**Problem description:**
All of the material below is to be returned exactly.

**Data records:**
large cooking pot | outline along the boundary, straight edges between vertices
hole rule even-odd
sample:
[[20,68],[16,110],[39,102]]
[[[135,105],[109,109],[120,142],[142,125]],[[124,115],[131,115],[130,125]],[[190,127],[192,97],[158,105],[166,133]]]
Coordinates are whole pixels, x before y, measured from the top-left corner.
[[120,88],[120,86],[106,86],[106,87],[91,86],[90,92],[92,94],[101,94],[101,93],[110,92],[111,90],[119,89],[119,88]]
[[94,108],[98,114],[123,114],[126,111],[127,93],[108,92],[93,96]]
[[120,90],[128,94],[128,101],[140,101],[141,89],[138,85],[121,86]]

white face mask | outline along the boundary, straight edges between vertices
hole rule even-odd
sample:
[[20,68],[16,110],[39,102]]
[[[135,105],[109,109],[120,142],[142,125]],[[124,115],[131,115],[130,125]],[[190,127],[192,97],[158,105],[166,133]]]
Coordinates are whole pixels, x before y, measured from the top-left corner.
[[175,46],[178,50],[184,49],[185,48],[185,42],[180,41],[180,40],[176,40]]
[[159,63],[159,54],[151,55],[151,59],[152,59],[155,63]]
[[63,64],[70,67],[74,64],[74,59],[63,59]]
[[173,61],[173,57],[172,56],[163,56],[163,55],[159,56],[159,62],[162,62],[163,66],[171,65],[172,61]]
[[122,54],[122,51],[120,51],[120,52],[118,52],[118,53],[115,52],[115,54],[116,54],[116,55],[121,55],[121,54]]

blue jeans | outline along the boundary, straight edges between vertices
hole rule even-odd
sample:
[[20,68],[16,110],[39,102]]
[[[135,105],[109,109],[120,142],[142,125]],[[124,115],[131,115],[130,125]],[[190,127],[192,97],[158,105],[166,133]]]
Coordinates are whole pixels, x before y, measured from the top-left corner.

**Worked solution:**
large cooking pot | outline along the boundary, straight edges between vertices
hole rule even-odd
sample:
[[20,68],[16,110],[39,102]]
[[[135,105],[109,109],[120,142],[142,125]],[[124,115],[131,115],[130,125]],[[190,127],[192,97],[158,105],[166,133]]]
Coordinates are whole pixels, x before y, measured from the top-left corner.
[[120,88],[120,86],[106,86],[106,87],[91,86],[90,92],[92,94],[101,94],[101,93],[110,92],[111,90],[119,89],[119,88]]
[[94,108],[98,114],[123,114],[126,111],[127,93],[108,92],[93,96]]
[[120,90],[128,94],[128,101],[140,101],[141,89],[138,85],[121,86]]

white face mask | outline along the boundary, straight edges between vertices
hole rule even-odd
sample:
[[20,68],[16,110],[39,102]]
[[[135,105],[109,109],[120,142],[142,125]],[[124,115],[131,115],[130,125]],[[190,127],[192,97],[158,105],[166,133]]]
Coordinates are whole pixels, x before y, measured from the top-left corner.
[[175,46],[178,50],[184,49],[185,48],[185,42],[180,41],[180,40],[176,40]]
[[159,63],[159,54],[151,55],[151,59],[152,59],[155,63]]
[[63,64],[70,67],[74,64],[74,59],[63,59]]
[[173,61],[173,57],[172,56],[163,56],[163,55],[159,56],[159,62],[162,62],[163,66],[171,65],[172,61]]
[[122,54],[122,51],[120,51],[120,52],[118,52],[118,53],[115,52],[115,54],[116,54],[116,55],[121,55],[121,54]]

blue jeans | outline along the boundary, straight edges between vertices
hole rule even-odd
sample:
[[20,68],[16,110],[39,102]]
[[[135,105],[109,109],[120,142],[142,125]],[[124,115],[131,115],[130,125]],[[190,127],[192,97],[158,105],[166,133]]]
Coordinates are whole pixels, x before y, measured from the top-left corner.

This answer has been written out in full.